Text segment
===
This article by law student Devon Black suggests that the media needs to own up to this activity, and to voluntarily stop the media frenzy that follows the shooter in such cases. I have to agree.  She comments on the Sun Media network’s decision to not publish the killer’s name.  I don’t listen to the Sun network as I find them too far over the top on most issues, but this is a very interesting piece of leadership on their behalf.

But screenshots of a murderer’s Facebook page won’t explain his murders. That’s not news — it’s just a voyeuristic glimpse into the pathetic rationalizations of a person who wanted to achieve greatness by cutting other lives short.

There’s no doubt that media shape our understandings of these horrors. Many of us, if pressed, could call to mind the names of the killers at Columbine, or that of the man responsible for the École Polytechnique massacre. But can we remember the names of the victims?

It’s not enough, in the aftermath of violence, to simply tread the paths laid down by those who walked before us. Journalists should think carefully about what they write, audiences about what they read.
===
Directive 1
According to the text on media coverage of killers, which network decided not to publish the killer's name?
===
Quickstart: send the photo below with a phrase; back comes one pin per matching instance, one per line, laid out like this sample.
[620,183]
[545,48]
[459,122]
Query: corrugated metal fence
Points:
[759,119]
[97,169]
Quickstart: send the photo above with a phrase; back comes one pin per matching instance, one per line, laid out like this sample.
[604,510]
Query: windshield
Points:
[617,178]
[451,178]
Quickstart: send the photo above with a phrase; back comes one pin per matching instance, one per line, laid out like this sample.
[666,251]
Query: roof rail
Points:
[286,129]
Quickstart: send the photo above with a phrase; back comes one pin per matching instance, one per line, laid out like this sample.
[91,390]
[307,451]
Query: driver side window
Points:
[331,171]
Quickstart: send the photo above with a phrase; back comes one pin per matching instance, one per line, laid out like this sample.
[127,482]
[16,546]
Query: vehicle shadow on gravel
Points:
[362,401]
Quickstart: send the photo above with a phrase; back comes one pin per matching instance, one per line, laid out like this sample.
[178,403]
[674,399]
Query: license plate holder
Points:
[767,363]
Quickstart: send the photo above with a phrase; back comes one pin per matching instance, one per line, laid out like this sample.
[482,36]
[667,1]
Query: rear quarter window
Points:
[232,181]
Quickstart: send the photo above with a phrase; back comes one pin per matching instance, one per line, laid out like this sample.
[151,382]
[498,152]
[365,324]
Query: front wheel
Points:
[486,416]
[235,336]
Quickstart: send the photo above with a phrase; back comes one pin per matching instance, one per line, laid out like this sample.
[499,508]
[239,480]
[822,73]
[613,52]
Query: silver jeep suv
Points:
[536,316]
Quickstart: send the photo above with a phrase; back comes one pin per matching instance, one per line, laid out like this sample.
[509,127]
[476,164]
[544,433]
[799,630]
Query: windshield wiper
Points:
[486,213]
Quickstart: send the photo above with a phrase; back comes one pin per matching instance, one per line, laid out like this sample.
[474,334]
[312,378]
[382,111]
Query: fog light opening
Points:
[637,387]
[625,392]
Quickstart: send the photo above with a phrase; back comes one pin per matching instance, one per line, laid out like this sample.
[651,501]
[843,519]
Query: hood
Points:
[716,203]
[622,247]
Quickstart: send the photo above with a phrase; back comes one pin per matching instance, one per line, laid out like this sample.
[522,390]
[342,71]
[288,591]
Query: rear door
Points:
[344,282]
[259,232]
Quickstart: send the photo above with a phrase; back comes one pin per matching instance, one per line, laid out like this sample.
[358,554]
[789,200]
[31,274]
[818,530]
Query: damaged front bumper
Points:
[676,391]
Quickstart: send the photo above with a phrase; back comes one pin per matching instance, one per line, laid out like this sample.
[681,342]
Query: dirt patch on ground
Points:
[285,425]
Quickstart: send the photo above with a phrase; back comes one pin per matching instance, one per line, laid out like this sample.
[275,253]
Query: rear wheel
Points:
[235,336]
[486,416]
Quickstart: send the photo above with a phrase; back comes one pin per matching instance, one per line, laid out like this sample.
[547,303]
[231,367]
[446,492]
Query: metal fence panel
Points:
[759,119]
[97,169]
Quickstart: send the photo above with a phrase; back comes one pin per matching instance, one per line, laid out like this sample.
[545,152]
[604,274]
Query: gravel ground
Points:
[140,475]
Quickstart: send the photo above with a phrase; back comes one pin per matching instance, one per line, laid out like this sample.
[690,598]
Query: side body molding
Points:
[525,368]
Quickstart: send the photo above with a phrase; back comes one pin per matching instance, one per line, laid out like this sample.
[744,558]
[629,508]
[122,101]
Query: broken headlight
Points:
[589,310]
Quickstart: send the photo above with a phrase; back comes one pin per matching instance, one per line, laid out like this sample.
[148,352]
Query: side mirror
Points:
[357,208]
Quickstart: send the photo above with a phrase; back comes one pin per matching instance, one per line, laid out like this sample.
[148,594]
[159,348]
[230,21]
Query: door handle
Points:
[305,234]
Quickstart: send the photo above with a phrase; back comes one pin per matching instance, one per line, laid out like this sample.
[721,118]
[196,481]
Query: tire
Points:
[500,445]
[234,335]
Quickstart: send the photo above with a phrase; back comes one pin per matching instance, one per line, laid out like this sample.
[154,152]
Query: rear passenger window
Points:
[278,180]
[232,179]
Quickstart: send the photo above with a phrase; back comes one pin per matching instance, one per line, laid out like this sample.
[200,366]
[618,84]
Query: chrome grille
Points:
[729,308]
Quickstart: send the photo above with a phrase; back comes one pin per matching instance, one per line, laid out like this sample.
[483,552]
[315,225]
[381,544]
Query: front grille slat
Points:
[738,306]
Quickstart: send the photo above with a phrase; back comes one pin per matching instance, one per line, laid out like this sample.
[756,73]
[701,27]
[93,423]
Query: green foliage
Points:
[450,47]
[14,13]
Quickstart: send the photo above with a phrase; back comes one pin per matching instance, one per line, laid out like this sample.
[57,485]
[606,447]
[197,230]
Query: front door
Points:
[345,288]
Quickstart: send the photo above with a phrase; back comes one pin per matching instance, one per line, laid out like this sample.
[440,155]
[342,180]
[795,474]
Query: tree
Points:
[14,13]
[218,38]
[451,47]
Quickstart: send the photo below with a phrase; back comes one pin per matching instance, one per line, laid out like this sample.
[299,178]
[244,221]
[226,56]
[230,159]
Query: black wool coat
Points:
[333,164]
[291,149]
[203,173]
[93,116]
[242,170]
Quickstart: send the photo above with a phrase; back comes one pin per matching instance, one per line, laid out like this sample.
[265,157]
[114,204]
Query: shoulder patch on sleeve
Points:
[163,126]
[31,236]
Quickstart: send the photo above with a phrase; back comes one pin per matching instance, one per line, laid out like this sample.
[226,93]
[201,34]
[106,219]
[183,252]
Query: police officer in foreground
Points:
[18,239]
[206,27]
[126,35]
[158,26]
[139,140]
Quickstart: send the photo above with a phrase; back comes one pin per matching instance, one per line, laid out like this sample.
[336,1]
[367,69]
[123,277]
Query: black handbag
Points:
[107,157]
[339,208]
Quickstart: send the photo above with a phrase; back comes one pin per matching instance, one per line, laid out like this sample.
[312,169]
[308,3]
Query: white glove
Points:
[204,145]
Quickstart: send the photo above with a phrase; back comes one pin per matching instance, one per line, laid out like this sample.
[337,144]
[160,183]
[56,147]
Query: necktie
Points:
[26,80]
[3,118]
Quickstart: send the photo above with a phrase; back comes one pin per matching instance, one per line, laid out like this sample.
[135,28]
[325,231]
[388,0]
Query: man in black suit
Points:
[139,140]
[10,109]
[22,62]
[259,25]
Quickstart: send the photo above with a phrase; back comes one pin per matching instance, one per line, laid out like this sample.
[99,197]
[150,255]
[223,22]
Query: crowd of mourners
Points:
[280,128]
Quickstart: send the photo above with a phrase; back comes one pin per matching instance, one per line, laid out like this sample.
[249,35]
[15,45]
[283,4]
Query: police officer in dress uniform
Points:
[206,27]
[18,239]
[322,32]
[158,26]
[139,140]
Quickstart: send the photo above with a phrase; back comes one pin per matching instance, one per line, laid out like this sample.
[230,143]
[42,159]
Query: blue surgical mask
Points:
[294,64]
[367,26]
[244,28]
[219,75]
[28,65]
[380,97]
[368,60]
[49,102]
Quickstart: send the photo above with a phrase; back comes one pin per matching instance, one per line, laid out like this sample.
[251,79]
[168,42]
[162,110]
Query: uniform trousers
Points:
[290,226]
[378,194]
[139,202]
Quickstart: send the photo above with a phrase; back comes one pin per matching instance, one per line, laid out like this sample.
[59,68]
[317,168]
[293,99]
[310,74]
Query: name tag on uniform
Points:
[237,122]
===
Directive 2
List every line of the listing above that contains the word "gravel".

Written response 1
The Sun Media network.

Written response 2
Query: vehicle shadow on gravel
Query: gravel ground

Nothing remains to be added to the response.